_WORK INSTRUCTION_:
Report back every line from the entries below in which the word "then" occurs.

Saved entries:
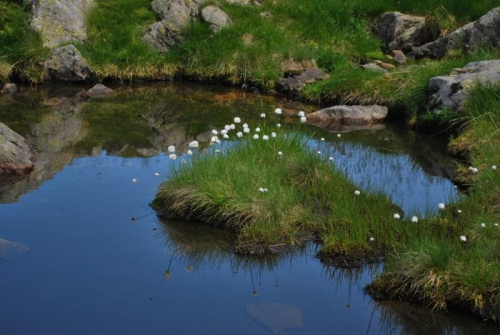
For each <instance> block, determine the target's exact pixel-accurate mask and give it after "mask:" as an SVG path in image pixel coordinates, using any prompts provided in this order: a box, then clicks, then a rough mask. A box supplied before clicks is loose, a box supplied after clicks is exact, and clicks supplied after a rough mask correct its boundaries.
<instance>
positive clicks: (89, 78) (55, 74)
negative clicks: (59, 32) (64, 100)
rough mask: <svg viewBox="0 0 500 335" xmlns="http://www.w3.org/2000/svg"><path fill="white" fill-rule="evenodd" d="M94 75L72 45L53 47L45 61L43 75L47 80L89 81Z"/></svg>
mask: <svg viewBox="0 0 500 335" xmlns="http://www.w3.org/2000/svg"><path fill="white" fill-rule="evenodd" d="M94 76H95V75H94V72H93V71H92V69H91V68H90V66H89V64H88V63H87V61H86V60H85V58H83V56H82V55H81V54H80V52H79V51H78V50H77V49H76V48H75V46H74V45H67V46H64V47H60V48H57V49H55V50H54V51H53V53H52V56H51V57H50V59H48V60H47V61H45V77H46V79H48V80H55V81H66V82H89V81H92V80H93V79H94Z"/></svg>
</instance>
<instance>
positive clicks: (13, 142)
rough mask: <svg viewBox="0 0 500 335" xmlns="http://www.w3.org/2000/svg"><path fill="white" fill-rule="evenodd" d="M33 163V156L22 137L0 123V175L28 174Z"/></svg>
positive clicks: (34, 160) (23, 137)
mask: <svg viewBox="0 0 500 335" xmlns="http://www.w3.org/2000/svg"><path fill="white" fill-rule="evenodd" d="M34 161H35V155H34V153H33V151H32V150H31V148H30V146H29V145H28V143H27V142H26V140H25V139H24V137H22V136H21V135H19V134H18V133H16V132H15V131H13V130H12V129H10V128H9V127H7V126H6V125H4V124H3V123H1V122H0V175H1V174H2V173H15V174H26V173H29V172H30V171H32V170H33V168H34Z"/></svg>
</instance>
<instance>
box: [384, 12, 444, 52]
mask: <svg viewBox="0 0 500 335" xmlns="http://www.w3.org/2000/svg"><path fill="white" fill-rule="evenodd" d="M376 30H377V33H378V36H379V38H380V39H381V40H382V41H383V42H384V49H385V51H392V50H403V51H410V50H411V48H412V47H414V46H419V45H422V44H425V43H427V42H430V41H431V39H432V36H430V34H429V33H428V29H427V27H426V21H425V17H422V16H412V15H406V14H401V13H399V12H387V13H384V14H382V15H381V16H380V17H379V19H378V21H377V22H376ZM437 35H438V34H436V37H437Z"/></svg>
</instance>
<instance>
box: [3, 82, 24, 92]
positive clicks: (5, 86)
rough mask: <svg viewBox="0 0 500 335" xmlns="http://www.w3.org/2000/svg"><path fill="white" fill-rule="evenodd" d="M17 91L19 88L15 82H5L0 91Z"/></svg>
mask: <svg viewBox="0 0 500 335" xmlns="http://www.w3.org/2000/svg"><path fill="white" fill-rule="evenodd" d="M17 91H19V89H18V88H17V85H16V84H12V83H7V84H5V85H4V86H3V88H2V90H1V91H0V93H2V94H16V93H17Z"/></svg>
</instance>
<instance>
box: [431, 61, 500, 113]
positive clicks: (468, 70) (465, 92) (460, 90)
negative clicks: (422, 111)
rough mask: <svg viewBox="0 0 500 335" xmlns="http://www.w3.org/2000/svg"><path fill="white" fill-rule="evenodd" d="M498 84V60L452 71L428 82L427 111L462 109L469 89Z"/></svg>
mask: <svg viewBox="0 0 500 335" xmlns="http://www.w3.org/2000/svg"><path fill="white" fill-rule="evenodd" d="M499 82H500V60H491V61H482V62H474V63H469V64H467V65H466V66H465V67H463V68H461V69H454V70H453V71H452V72H451V74H450V75H449V76H440V77H434V78H431V79H430V80H429V83H428V86H427V87H428V91H429V94H430V97H429V106H428V107H429V109H433V110H438V109H443V108H449V109H452V110H458V109H460V108H461V107H462V104H463V102H464V101H465V99H466V97H467V95H468V94H469V92H470V89H471V87H472V86H473V85H475V84H477V83H483V84H494V83H499Z"/></svg>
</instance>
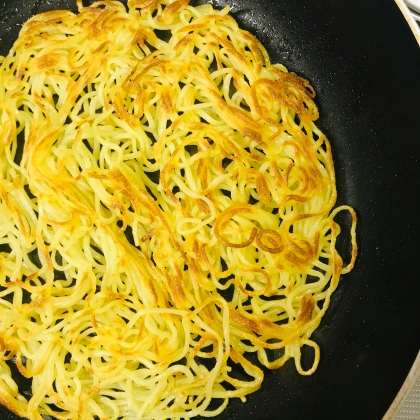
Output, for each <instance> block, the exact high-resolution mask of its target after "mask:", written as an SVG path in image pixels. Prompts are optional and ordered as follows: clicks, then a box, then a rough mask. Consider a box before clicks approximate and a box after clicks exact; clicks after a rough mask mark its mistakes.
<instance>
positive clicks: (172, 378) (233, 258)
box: [0, 0, 357, 420]
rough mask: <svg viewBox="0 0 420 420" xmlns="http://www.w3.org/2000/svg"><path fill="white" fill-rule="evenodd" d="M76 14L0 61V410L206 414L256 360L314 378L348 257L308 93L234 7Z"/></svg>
mask: <svg viewBox="0 0 420 420" xmlns="http://www.w3.org/2000/svg"><path fill="white" fill-rule="evenodd" d="M77 6H78V9H79V11H78V13H77V14H75V13H72V12H70V11H53V12H48V13H43V14H40V15H37V16H34V17H33V18H31V19H30V20H29V21H28V22H27V23H26V24H25V25H24V26H23V28H22V30H21V32H20V36H19V38H18V39H17V41H16V42H15V44H14V46H13V48H12V49H11V51H10V53H9V54H8V55H7V56H6V57H2V58H1V60H0V65H1V66H0V139H1V141H0V286H1V287H0V402H1V403H2V404H3V405H5V406H7V407H8V408H9V409H10V410H12V411H14V412H15V413H17V414H18V415H20V416H24V417H28V418H29V419H31V420H35V419H36V420H41V419H42V418H44V417H43V416H51V417H53V418H57V419H63V420H72V419H81V420H94V419H107V420H108V419H109V420H117V419H127V420H128V419H149V420H159V419H186V418H191V417H195V416H199V415H201V416H206V417H211V416H216V415H218V414H219V413H221V412H222V411H223V409H224V408H225V407H226V405H227V403H228V401H229V399H230V398H240V399H241V400H242V401H245V399H246V398H245V397H246V395H248V394H250V393H252V392H254V391H256V390H258V389H259V388H260V386H261V384H262V381H263V376H264V375H263V370H262V366H265V367H267V368H269V369H277V368H279V367H281V366H282V365H283V364H284V363H285V362H286V361H288V360H289V359H294V363H295V365H296V369H297V371H298V372H299V373H301V374H302V375H310V374H312V373H313V372H314V371H315V369H316V368H317V365H318V362H319V358H320V350H319V347H318V345H317V344H316V343H315V342H314V341H312V340H311V339H310V337H311V334H312V333H313V331H314V330H315V329H316V328H317V326H318V325H319V323H320V321H321V318H322V317H323V315H324V313H325V311H326V310H327V308H328V306H329V303H330V297H331V294H332V292H333V291H334V290H335V288H336V287H337V284H338V281H339V278H340V275H341V274H344V273H346V272H348V271H350V270H351V268H352V267H353V265H354V261H355V257H356V252H357V247H356V242H355V225H356V215H355V212H354V211H353V209H352V208H350V207H347V206H343V207H339V208H336V209H335V210H333V206H334V204H335V201H336V187H335V176H334V168H333V160H332V155H331V150H330V145H329V142H328V140H327V139H326V137H325V135H324V134H323V133H322V132H321V131H320V130H319V129H318V128H317V126H316V125H315V124H314V121H315V120H316V119H317V118H318V110H317V107H316V105H315V103H314V100H313V99H314V96H315V92H314V90H313V88H312V87H311V85H310V84H309V83H308V82H307V81H306V80H305V79H303V78H301V77H299V76H297V75H295V74H294V73H290V72H288V71H287V70H286V68H285V67H284V66H282V65H280V64H271V63H270V60H269V57H268V55H267V52H266V50H265V49H264V47H263V46H262V45H261V44H260V43H259V42H258V40H257V39H256V38H255V37H253V36H252V35H251V34H250V33H248V32H246V31H243V30H241V29H239V28H238V25H237V23H236V22H235V20H234V19H233V18H232V17H231V16H229V15H228V11H229V10H228V8H225V9H223V10H215V9H213V8H212V7H211V6H210V5H202V6H197V7H192V6H190V5H189V4H188V0H177V1H170V0H162V1H160V0H130V1H128V5H127V6H125V5H123V4H122V3H119V2H116V1H100V2H96V3H94V4H93V5H91V6H89V7H84V6H83V5H82V2H81V0H78V2H77ZM341 210H347V211H348V212H350V214H351V219H352V225H351V235H350V237H351V241H350V242H351V248H352V251H351V259H350V263H349V264H348V265H347V266H346V267H343V262H342V259H341V257H340V256H339V254H338V252H337V251H336V238H337V235H338V234H339V232H340V228H339V226H338V225H337V223H335V222H334V220H333V219H334V216H335V215H336V214H337V212H339V211H341ZM303 346H309V347H311V348H312V351H311V353H312V355H313V364H312V366H311V367H309V368H308V369H306V370H305V369H304V368H303V367H302V364H301V349H302V347H303ZM261 365H262V366H261ZM25 383H26V384H28V383H29V384H30V387H29V388H30V389H29V390H28V389H26V390H25V389H23V388H22V389H21V388H20V387H21V386H22V384H25Z"/></svg>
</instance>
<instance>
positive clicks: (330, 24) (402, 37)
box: [0, 0, 420, 420]
mask: <svg viewBox="0 0 420 420" xmlns="http://www.w3.org/2000/svg"><path fill="white" fill-rule="evenodd" d="M197 3H198V2H195V3H194V4H197ZM226 4H230V5H231V6H232V14H233V16H234V17H235V18H236V19H237V20H238V22H239V24H240V25H241V27H242V28H244V29H247V30H249V31H251V32H252V33H253V34H254V35H256V36H257V37H258V38H259V39H260V41H262V43H263V44H264V46H265V47H266V48H267V49H268V52H269V54H270V57H271V60H272V62H280V63H282V64H284V65H285V66H286V67H287V68H288V69H289V70H290V71H294V72H296V73H297V74H299V75H301V76H303V77H305V78H307V79H308V80H309V81H310V82H311V83H312V84H313V86H314V87H315V89H316V91H317V97H316V103H317V105H318V106H319V109H320V115H321V117H320V119H319V120H318V122H317V125H319V127H320V128H321V129H322V130H323V131H324V132H325V133H326V135H327V137H328V138H329V140H330V141H331V143H332V150H333V157H334V160H335V169H336V174H337V188H338V194H339V197H338V203H337V204H344V203H346V204H349V205H351V206H353V207H354V208H355V209H356V211H357V213H358V216H359V223H358V243H359V257H358V260H357V263H356V267H355V269H354V270H353V271H352V272H351V273H350V274H348V275H346V276H344V278H343V279H342V281H341V283H340V286H339V288H338V289H337V291H336V292H335V294H334V295H333V299H332V302H331V306H330V308H329V310H328V311H327V314H326V316H325V317H324V318H323V320H322V322H321V325H320V327H319V328H318V330H317V331H316V332H315V333H314V334H313V338H314V340H315V341H317V342H318V343H319V345H320V346H321V362H320V365H319V367H318V370H317V371H316V372H315V374H314V375H312V376H310V377H303V376H300V375H299V374H298V373H297V372H296V370H295V367H294V364H293V362H292V361H289V362H288V363H286V365H285V366H284V367H283V368H281V369H280V370H278V371H274V372H271V371H268V370H266V371H265V380H264V382H263V385H262V389H261V390H259V391H257V392H256V393H254V394H252V395H250V396H249V397H248V400H247V402H246V403H245V404H243V403H241V402H240V401H236V400H232V401H231V402H230V403H229V405H228V408H227V409H226V410H225V411H224V412H223V413H222V415H221V416H219V417H218V419H219V418H220V419H223V420H227V419H229V420H235V419H245V420H248V419H249V420H252V419H256V420H260V419H261V420H263V419H267V420H268V419H273V418H283V419H286V420H294V419H296V420H300V419H309V418H310V419H311V420H317V419H323V420H335V419H337V418H340V419H342V420H345V419H359V420H363V419H366V420H380V419H381V418H382V416H383V415H384V414H385V412H386V410H387V409H388V407H389V406H390V404H391V403H392V401H393V399H394V397H395V395H396V394H397V392H398V390H399V388H400V387H401V385H402V383H403V381H404V379H405V377H406V375H407V373H408V371H409V369H410V367H411V365H412V363H413V361H414V359H415V357H416V355H417V353H418V351H419V349H420V321H419V320H420V305H419V302H420V273H419V270H418V264H417V261H418V259H419V258H420V241H419V240H418V238H417V236H418V234H419V233H420V198H419V194H420V176H419V174H420V130H419V126H418V121H419V118H420V82H419V81H420V49H419V48H418V45H417V43H416V41H415V38H414V36H413V35H412V34H411V32H410V29H409V27H408V25H407V24H406V22H405V21H404V18H403V16H402V15H401V13H400V12H399V10H398V8H397V6H396V4H395V3H394V1H393V0H352V1H348V0H293V1H289V0H271V1H270V0H258V1H255V0H213V5H214V6H215V7H223V6H225V5H226ZM63 8H65V9H71V10H73V11H75V1H74V0H46V1H45V0H44V1H42V0H41V1H40V0H38V1H35V0H14V1H1V2H0V53H1V54H6V53H7V52H8V50H9V49H10V47H11V45H12V43H13V41H14V40H15V39H16V37H17V35H18V32H19V29H20V27H21V25H22V23H23V22H25V21H26V19H28V18H29V17H30V16H32V15H33V14H35V13H40V12H43V11H47V10H53V9H63ZM342 222H343V223H344V225H345V224H346V222H347V221H346V220H345V219H344V220H343V221H342ZM345 242H346V241H345V240H344V241H343V242H342V243H341V247H342V252H346V249H347V246H346V243H345ZM21 382H22V386H24V385H25V383H24V381H23V380H22V379H21ZM0 418H1V419H4V420H11V419H17V417H16V416H14V415H13V414H11V413H10V412H8V411H7V410H6V409H5V408H3V407H0Z"/></svg>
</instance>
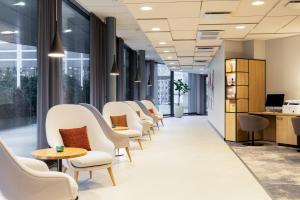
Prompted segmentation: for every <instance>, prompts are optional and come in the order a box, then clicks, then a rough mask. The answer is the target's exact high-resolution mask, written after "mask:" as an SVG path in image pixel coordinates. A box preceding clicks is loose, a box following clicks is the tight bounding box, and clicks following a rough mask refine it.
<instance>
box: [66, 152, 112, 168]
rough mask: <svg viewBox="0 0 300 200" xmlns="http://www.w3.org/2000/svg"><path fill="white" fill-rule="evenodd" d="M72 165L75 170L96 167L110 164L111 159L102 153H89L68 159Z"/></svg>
mask: <svg viewBox="0 0 300 200" xmlns="http://www.w3.org/2000/svg"><path fill="white" fill-rule="evenodd" d="M70 161H71V163H72V165H73V166H74V167H77V168H85V167H97V166H101V165H107V164H111V163H112V161H113V157H112V156H111V155H110V154H108V153H106V152H102V151H89V152H88V153H87V154H86V155H84V156H81V157H78V158H72V159H70Z"/></svg>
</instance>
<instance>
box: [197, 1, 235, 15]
mask: <svg viewBox="0 0 300 200" xmlns="http://www.w3.org/2000/svg"><path fill="white" fill-rule="evenodd" d="M239 3H240V1H203V2H202V7H201V16H203V15H204V14H205V13H206V12H232V11H234V10H235V9H236V8H237V6H238V5H239Z"/></svg>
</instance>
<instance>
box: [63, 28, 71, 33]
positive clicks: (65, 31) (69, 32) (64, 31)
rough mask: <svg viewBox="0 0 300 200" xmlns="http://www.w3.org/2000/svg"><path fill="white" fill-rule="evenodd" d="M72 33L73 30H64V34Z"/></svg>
mask: <svg viewBox="0 0 300 200" xmlns="http://www.w3.org/2000/svg"><path fill="white" fill-rule="evenodd" d="M71 32H72V29H66V30H64V33H71Z"/></svg>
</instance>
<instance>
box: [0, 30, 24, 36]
mask: <svg viewBox="0 0 300 200" xmlns="http://www.w3.org/2000/svg"><path fill="white" fill-rule="evenodd" d="M0 33H1V34H2V35H11V34H17V33H19V31H1V32H0Z"/></svg>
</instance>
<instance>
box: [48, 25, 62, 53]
mask: <svg viewBox="0 0 300 200" xmlns="http://www.w3.org/2000/svg"><path fill="white" fill-rule="evenodd" d="M48 56H49V57H53V58H61V57H64V56H65V52H64V49H63V47H62V43H61V38H60V34H59V31H58V25H57V22H56V32H55V35H54V40H53V42H52V45H51V49H50V52H49V54H48Z"/></svg>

_REPLY_:
For each <instance> block, determine the target's exact pixel-accurate mask and give it after "mask:" as an SVG path in image pixel coordinates, using any prompts provided in this order: a box, then clicks, then a rough mask. A box supplied before clicks is loose, a box supplied after clicks is exact, and clicks supplied after a rough mask correct its boundaries.
Output, for each <instance> block, the exact high-resolution mask of its target after "mask:", written as an SVG path in image pixels. Prompts are optional and ordered as follows: clicks, then a box, then a rough mask. Consider a box before clicks approximate and a box after clicks exact; clicks after a rough mask mark its mistakes.
Prompted segmentation: for every <instance>, prompts are optional and come in the order a box, then clicks, then a rough mask. The answer is the target's exact high-resolution mask, written after "mask:" as an SVG path in image pixel coordinates. A box preceding clicks is loose, a box following clicks is the tight bounding box, and clicks following a rough mask refine it.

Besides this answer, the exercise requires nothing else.